Fragmento seleccionado:
.....

ISSN: 2992-7781
REVISTA DE LITERATURA DE LA UNIVERSIDAD AUTÓNOMA DEL ESTADO DE MÉXICO

Sergio Pitol: El juego de las
máscaras

Ernesto Reséndiz Oikión

 

Los recuerdos ahora transformados y un texto que escribí de aquel encuentro para el periódico Guía, de Zamora, Michoacán, me permiten recrear a la distancia aquel momento único. Fue la tarde del 22 de septiembre de 2006, cuando subía las escaleras de la librería del Fondo de Cultura Económica en la avenida Miguel Ángel de Quevedo, y me topé con Sergio Pitol. Una década después, esa librería fue remodelada y su modificación es signo del imparable transcurso del tiempo. Otros días aquellos, que me vienen a la memoria ahora que se conmemoró el primer aniversario luctuoso de la muerte de Sergio Pitol, ocurrida el 12 de abril de 2018, en Xalapa, Veracruz.

En aquel texto escribí mi primera impresión: “volteé hacia atrás y le dije atropelladamente a mi mamá que Sergio Pitol estaba ahí. Nos acercamos entusiasmados a saludarlo, lo felicitamos por su premio (el Cervantes 2005) considerado ‘el premio Nobel de la literatura española’, le dije que estoy estudiando letras hispánicas en la UNAM, por lo que me preguntó si ya había leído algún libro suyo”.

En aquel momento, no recuerdo haber leído algo de Pitol, quizá sólo había leído alguna entrevista que le hizo un periodista. En mi condición de lector: Sergio Pitol era para mí un famoso desconocido. La respuesta incómoda que le di a Pitol fue que no lo había leído, después, el escritor con “un ademán de los hombros exclamó un ‘¡vaya!’. Se despidió alegremente y regresó a la estantería de la librería”.

Mi mamá se encontró a un amigo y se puso a platicar con él. Yo “continuaba estupefacto y contentísimo. Como un mago de Viena, don Sergio apareció nuevamente en el lugar donde lo encontramos y me avisó con un gesto de la mano que me acercara. Intrigado, sin imaginarme lo que pasaría y sin dudarlo un solo instante, lo seguí hasta una mesa con libros”. Y el acto de magia sucedió. Sergio Pitol tomó un ejemplar de El desfile del amor, rompió el celofán que lo cubría, abrió el libro y me lo dedicó. Acto seguido, lo acompañé a la caja, sacó de su cartera una American Express dorada y pagó un libro de la editorial Castalia y El desfile del amor, que me regaló. Esa generosidad no se me olvida. También recuerdo que en ese breve encuentro Pitol me dijo que de los libros que había escrito su favorito era el Vals de Mefisto.

.....

Entradas de datos extraídas:
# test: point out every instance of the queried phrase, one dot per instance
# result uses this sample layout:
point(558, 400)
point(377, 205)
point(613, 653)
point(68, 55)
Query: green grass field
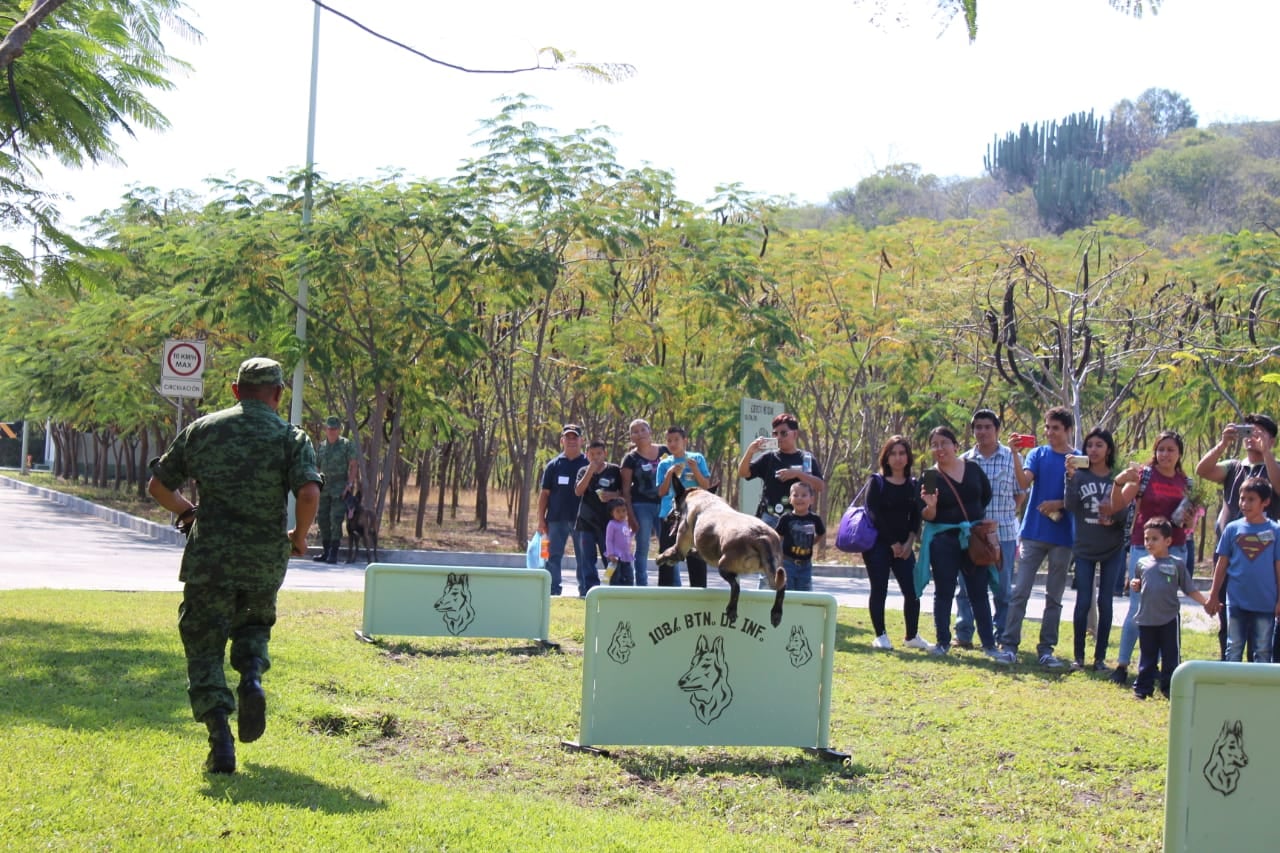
point(433, 744)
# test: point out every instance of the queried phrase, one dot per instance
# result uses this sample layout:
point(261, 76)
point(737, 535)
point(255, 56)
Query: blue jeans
point(951, 565)
point(1129, 633)
point(624, 575)
point(964, 611)
point(1159, 642)
point(799, 575)
point(1252, 626)
point(586, 546)
point(881, 565)
point(557, 534)
point(1107, 570)
point(647, 521)
point(1033, 553)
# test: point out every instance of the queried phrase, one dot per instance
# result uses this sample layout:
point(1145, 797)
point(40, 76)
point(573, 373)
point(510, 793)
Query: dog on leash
point(734, 542)
point(360, 528)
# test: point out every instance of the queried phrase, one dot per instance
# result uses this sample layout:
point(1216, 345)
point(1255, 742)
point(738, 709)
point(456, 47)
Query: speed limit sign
point(182, 369)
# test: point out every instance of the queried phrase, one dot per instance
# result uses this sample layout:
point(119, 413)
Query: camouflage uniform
point(246, 460)
point(333, 461)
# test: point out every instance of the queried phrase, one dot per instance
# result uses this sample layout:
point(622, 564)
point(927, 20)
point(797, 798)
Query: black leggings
point(881, 564)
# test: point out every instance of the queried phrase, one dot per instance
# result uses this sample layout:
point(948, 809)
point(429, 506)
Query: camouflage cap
point(260, 372)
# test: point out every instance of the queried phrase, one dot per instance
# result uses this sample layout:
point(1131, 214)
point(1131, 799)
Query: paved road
point(54, 547)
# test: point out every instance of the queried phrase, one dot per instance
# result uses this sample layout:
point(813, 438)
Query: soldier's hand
point(184, 520)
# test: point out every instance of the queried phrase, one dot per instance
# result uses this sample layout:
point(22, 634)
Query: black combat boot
point(222, 746)
point(252, 701)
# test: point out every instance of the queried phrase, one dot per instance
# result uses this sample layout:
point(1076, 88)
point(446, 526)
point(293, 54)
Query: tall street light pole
point(301, 328)
point(296, 404)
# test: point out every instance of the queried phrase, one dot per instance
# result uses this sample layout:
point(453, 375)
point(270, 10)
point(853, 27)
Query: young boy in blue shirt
point(1248, 560)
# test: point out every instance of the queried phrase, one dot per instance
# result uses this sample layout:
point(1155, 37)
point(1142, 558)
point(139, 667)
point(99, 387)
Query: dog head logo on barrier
point(455, 605)
point(621, 644)
point(707, 680)
point(1226, 758)
point(798, 647)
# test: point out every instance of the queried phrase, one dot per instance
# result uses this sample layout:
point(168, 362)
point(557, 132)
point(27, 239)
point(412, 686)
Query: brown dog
point(361, 528)
point(734, 542)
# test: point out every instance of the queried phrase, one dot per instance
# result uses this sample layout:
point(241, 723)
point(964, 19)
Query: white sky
point(792, 99)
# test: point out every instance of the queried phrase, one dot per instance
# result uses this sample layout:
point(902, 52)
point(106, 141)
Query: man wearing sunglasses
point(778, 469)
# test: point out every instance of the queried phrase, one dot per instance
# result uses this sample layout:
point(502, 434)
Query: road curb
point(159, 532)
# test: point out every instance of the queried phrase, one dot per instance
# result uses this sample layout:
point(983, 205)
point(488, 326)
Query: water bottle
point(533, 553)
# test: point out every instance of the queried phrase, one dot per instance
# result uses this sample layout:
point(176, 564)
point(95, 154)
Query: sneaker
point(999, 656)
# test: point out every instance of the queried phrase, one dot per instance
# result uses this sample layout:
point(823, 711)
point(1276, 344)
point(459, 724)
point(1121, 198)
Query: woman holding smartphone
point(1157, 488)
point(894, 507)
point(954, 497)
point(1098, 539)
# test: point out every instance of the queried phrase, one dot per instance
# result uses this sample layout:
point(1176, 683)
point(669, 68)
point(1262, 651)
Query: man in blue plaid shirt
point(1006, 500)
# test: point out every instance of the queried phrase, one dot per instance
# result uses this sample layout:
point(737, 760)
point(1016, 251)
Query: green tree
point(76, 74)
point(1137, 128)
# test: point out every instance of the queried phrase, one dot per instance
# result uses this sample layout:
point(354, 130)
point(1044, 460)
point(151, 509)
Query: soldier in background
point(337, 460)
point(245, 461)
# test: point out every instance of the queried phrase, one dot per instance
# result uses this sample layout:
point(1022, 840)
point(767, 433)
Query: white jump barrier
point(1224, 758)
point(455, 601)
point(663, 666)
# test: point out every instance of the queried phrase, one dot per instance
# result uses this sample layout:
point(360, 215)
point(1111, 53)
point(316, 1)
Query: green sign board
point(457, 601)
point(663, 666)
point(1224, 758)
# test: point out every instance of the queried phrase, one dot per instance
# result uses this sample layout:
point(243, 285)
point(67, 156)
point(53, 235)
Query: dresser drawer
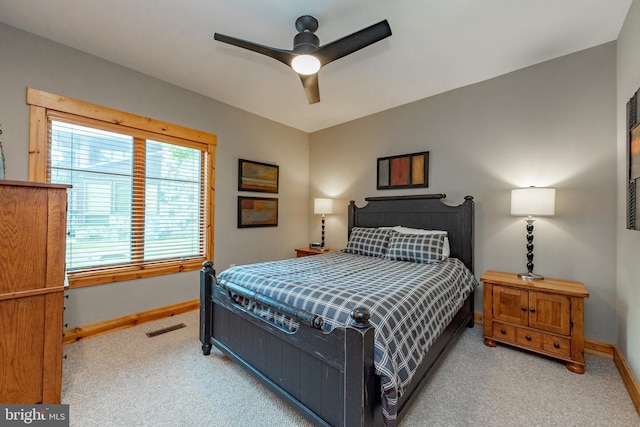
point(556, 345)
point(529, 338)
point(502, 331)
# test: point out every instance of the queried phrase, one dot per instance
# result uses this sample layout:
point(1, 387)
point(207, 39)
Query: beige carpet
point(127, 379)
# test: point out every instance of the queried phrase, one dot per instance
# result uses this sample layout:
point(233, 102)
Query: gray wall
point(553, 124)
point(30, 61)
point(628, 267)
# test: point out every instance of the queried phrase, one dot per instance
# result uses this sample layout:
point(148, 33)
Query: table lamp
point(530, 202)
point(322, 206)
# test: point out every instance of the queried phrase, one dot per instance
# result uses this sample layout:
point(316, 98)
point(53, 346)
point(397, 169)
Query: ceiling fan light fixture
point(305, 64)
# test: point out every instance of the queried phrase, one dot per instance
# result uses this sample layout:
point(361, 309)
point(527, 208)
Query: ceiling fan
point(307, 55)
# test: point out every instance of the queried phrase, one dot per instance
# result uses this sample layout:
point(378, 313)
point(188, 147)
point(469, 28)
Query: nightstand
point(545, 316)
point(300, 252)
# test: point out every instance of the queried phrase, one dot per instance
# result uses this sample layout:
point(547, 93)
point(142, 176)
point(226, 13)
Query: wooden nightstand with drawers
point(545, 316)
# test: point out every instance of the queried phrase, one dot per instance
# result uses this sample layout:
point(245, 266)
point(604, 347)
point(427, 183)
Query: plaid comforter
point(410, 303)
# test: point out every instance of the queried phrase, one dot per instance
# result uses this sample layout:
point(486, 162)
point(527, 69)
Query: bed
point(332, 370)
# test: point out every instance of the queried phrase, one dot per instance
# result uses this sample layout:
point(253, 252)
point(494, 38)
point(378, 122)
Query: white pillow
point(446, 250)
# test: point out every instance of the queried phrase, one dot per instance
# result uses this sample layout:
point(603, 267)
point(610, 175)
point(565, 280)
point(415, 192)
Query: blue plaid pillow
point(369, 241)
point(420, 248)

.....

Lista de tareas:
A. ¿Puedes transcribir del texto sobre Sergio Pitol el pasaje que se abre con las palabras que contienen "ISSN: 2992-7781" y se cierra con "en Xalapa, Veracruz."?
B. ¿Podrías retomar el texto sobre Sergio Pitol y seguirlo a partir del punto en que se detiene?
Los registros no intervienen en nada de esto.

Respuestas del ejercicio:
A.
ISSN: 2992-7781
REVISTA DE LITERATURA DE LA UNIVERSIDAD AUTÓNOMA DEL ESTADO DE MÉXICO

Sergio Pitol: El juego de las
máscaras

Ernesto Reséndiz Oikión

 

Los recuerdos ahora transformados y un texto que escribí de aquel encuentro para el periódico Guía, de Zamora, Michoacán, me permiten recrear a la distancia aquel momento único. Fue la tarde del 22 de septiembre de 2006, cuando subía las escaleras de la librería del Fondo de Cultura Económica en la avenida Miguel Ángel de Quevedo, y me topé con Sergio Pitol. Una década después, esa librería fue remodelada y su modificación es signo del imparable transcurso del tiempo. Otros días aquellos, que me vienen a la memoria ahora que se conmemoró el primer aniversario luctuoso de la muerte de Sergio Pitol, ocurrida el 12 de abril de 2018, en Xalapa, Veracruz.

B.
Disfruté la lectura de El desfile del amor, con aquella trama de parodia detectivesca, emprendida por el historiador Miguel del Solar en los laberintos de la Ciudad de México. Cuando en 1973 Miguel del Solar se adentra en esta comedia de enredos con la intención de resolver el asesinato del joven Erich María Pistauer, ocurrido treinta años antes en el edificio Minerva, descubre una galería de personajes odiosos, ridículos y frívolos.

La presencia de las mujeres es significativa, como personas que ponen en duda el relato oficial: nos topamos con la tía Eduviges Briones, una dama de una familia rica venida a menos; la diva Delfina Uribe, la nueva rica surgida de la revolución que aparenta ser culta; ambas mantienen absurdas viejas rencillas. Otra pareja curiosa es la de la desbocada filóloga Ida Werfel y su hija Emma, “esa ratita mínima” obsesionada con preservar la memoria de su madre, personajes que me recordaron a Mariana Frenk y a la filóloga Margit Frenk.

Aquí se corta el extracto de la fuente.